Collection entries
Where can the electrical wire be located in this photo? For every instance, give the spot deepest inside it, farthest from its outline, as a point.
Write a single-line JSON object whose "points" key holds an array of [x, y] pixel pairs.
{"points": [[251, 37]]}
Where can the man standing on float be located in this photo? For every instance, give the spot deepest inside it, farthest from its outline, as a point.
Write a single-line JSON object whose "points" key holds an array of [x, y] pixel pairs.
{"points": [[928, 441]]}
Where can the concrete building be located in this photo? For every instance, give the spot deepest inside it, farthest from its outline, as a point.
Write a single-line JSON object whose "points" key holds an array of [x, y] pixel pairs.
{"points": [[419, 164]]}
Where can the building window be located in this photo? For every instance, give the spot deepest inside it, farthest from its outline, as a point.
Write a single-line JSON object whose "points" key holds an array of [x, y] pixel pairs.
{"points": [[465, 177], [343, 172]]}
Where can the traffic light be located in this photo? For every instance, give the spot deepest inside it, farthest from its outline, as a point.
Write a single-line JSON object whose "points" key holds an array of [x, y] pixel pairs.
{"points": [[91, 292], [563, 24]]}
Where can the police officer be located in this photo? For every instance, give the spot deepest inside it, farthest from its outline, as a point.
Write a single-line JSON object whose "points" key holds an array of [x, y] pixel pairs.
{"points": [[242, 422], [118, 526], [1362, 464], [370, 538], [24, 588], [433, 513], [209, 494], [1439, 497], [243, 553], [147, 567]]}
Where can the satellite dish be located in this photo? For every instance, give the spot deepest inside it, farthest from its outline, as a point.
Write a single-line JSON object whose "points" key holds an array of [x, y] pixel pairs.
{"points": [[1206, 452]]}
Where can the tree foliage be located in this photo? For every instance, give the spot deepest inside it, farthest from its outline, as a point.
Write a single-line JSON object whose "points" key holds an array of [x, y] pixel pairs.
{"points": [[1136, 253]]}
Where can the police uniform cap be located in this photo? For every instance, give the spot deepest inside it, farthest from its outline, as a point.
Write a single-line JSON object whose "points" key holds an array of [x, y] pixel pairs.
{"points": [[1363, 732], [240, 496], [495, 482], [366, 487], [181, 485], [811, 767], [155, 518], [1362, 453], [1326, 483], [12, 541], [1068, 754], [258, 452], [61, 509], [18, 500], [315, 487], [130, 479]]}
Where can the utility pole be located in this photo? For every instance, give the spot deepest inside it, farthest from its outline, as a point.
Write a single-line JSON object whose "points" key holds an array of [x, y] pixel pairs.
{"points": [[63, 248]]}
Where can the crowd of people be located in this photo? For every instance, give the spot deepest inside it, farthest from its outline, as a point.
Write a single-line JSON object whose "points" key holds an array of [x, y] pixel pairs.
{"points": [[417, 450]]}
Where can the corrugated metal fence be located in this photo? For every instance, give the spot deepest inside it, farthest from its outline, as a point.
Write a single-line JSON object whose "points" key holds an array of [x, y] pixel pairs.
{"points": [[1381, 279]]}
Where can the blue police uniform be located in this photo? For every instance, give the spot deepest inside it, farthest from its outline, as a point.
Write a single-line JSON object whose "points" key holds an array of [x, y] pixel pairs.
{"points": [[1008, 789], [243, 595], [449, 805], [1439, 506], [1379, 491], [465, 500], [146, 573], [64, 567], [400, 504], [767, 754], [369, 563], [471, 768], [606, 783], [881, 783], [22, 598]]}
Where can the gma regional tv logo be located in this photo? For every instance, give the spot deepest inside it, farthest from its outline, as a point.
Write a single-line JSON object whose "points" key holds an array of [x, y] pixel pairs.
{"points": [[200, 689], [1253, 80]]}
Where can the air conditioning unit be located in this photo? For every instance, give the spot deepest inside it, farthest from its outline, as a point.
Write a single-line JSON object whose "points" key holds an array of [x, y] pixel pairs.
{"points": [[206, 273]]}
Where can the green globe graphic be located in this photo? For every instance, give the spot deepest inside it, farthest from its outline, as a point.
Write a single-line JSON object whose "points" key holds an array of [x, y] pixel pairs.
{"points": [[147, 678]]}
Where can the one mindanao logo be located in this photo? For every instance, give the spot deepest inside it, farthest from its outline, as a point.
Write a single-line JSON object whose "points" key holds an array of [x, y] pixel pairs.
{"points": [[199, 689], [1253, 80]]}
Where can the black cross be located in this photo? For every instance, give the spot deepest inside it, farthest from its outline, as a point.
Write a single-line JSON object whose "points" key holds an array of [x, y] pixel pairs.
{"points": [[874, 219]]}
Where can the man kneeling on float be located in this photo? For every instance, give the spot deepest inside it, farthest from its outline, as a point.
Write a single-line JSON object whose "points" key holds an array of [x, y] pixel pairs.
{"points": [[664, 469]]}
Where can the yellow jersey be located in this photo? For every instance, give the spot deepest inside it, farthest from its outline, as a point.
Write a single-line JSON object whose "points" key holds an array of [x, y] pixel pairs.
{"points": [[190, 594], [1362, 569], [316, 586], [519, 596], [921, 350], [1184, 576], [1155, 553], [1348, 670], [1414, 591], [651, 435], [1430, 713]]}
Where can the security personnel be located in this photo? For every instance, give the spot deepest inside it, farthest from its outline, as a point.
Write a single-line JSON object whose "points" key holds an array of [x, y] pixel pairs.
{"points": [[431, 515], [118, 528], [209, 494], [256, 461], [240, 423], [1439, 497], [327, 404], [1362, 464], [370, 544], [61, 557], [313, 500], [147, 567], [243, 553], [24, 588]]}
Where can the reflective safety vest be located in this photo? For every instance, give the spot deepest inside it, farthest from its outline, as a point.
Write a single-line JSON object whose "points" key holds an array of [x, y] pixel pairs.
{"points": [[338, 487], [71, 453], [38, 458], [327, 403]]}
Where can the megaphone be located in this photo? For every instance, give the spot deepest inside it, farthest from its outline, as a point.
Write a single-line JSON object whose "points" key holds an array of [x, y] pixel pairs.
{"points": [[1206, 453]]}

→ What is expected: Give back exactly the lines from the line holding "Where can the reflective" through the last line of the listing, including both.

→ The output:
Where can the reflective safety vest be located in this photo? For every instance, give the spot deepest inside it, farthest from its outline, as a point.
Write a single-line JSON object whose "points" key holds an array of [x, y] pixel pairs.
{"points": [[338, 487], [71, 453], [38, 458], [327, 403]]}
Where can the megaphone be located in this photo? For every instance, give the spot deepest inside it, farthest from its outline, as a point.
Write a single-line JSON object whose "points" key holds an array of [x, y] pixel pairs.
{"points": [[1206, 453]]}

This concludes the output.